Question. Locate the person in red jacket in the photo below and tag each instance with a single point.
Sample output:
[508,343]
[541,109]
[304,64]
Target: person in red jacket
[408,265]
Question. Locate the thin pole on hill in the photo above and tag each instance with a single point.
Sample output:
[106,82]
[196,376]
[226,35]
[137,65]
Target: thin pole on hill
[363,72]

* * * * * * *

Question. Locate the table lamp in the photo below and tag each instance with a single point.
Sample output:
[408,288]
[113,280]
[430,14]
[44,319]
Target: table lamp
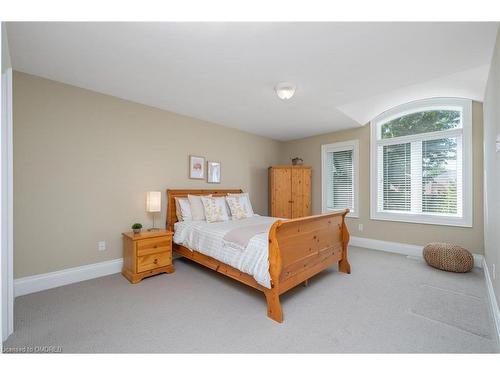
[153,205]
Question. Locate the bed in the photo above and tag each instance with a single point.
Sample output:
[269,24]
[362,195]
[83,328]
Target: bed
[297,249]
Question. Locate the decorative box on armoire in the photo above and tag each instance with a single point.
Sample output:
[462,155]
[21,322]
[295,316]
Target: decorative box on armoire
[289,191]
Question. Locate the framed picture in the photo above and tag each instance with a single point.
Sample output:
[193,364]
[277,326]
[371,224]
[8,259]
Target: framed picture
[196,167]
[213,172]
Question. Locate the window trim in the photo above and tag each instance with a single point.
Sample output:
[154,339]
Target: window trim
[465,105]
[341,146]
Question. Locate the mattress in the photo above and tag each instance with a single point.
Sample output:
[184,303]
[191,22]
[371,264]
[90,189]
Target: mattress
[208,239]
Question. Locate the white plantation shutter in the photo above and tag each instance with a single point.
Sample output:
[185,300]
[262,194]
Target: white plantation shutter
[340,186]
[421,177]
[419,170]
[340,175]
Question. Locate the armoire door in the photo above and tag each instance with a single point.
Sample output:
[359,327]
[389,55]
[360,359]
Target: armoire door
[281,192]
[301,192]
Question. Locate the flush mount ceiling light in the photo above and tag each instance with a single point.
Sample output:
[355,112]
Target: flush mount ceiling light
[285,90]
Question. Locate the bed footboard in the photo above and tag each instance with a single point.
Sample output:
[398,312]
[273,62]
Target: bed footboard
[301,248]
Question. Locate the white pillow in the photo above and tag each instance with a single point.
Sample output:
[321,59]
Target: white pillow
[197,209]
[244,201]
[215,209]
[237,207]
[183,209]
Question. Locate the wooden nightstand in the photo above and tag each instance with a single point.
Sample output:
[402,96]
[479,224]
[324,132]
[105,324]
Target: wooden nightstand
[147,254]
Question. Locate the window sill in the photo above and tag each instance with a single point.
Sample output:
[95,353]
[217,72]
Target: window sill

* * * * * * *

Gather all lines from the records above in which "sill" appears.

SOLUTION:
Question. Locate the window sill in the photo above and tag each instance with a single point.
Target: window sill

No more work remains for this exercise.